What is asked - Identify every line in the rows below that contains the string "stone", copying each such line in full. Matching is case-sensitive.

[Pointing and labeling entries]
/---

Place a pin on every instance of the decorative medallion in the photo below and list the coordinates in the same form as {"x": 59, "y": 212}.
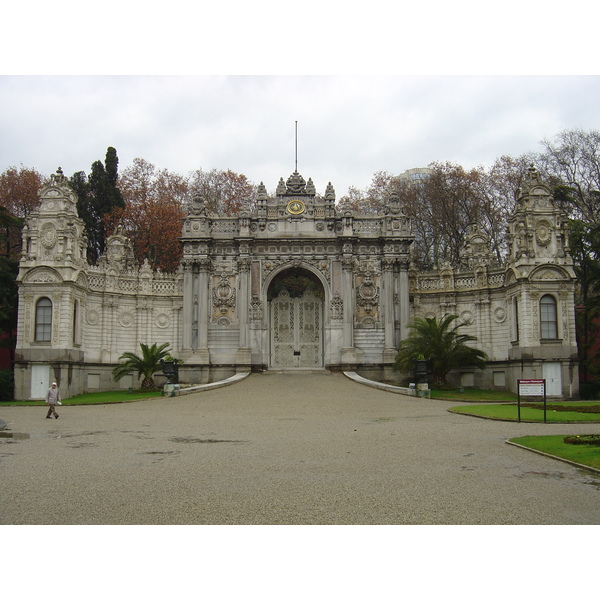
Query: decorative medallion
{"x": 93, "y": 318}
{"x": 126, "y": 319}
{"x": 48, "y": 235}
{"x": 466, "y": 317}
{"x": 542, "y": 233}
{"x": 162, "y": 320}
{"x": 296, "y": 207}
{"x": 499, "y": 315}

\---
/---

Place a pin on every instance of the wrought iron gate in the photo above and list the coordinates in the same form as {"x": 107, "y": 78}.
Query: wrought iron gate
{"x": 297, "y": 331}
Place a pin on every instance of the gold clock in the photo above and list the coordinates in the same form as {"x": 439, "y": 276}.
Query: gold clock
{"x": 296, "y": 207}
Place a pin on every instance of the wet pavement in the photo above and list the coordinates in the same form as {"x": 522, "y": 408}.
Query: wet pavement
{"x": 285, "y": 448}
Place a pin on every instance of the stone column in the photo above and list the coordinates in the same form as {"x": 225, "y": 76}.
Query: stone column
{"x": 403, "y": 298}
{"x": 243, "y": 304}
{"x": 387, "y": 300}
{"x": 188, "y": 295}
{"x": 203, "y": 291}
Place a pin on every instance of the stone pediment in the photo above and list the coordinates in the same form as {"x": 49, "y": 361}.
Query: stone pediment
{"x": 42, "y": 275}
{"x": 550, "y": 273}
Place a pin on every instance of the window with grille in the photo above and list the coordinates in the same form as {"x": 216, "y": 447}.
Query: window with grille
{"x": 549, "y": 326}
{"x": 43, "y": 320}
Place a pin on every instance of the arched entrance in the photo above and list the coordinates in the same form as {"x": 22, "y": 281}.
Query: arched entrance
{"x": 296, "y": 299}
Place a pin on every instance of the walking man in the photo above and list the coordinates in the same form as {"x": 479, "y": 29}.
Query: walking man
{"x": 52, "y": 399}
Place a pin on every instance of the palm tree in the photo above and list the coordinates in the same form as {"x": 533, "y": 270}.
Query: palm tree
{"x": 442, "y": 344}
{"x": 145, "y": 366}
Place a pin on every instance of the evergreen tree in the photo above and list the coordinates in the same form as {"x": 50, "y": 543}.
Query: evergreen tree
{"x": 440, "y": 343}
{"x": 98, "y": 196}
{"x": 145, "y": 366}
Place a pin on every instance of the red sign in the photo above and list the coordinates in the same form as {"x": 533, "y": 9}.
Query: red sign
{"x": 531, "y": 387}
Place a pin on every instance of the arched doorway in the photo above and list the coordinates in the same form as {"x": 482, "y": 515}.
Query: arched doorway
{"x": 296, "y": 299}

\---

Solution to this task -
Place a pin on every instance of the stone column in the photo above and list the coordinates in the same form as {"x": 225, "y": 76}.
Query: stone column
Place a pin on every instance of the stone pediment in the photo above and list the coordinates in the same form as {"x": 49, "y": 361}.
Query: stone pediment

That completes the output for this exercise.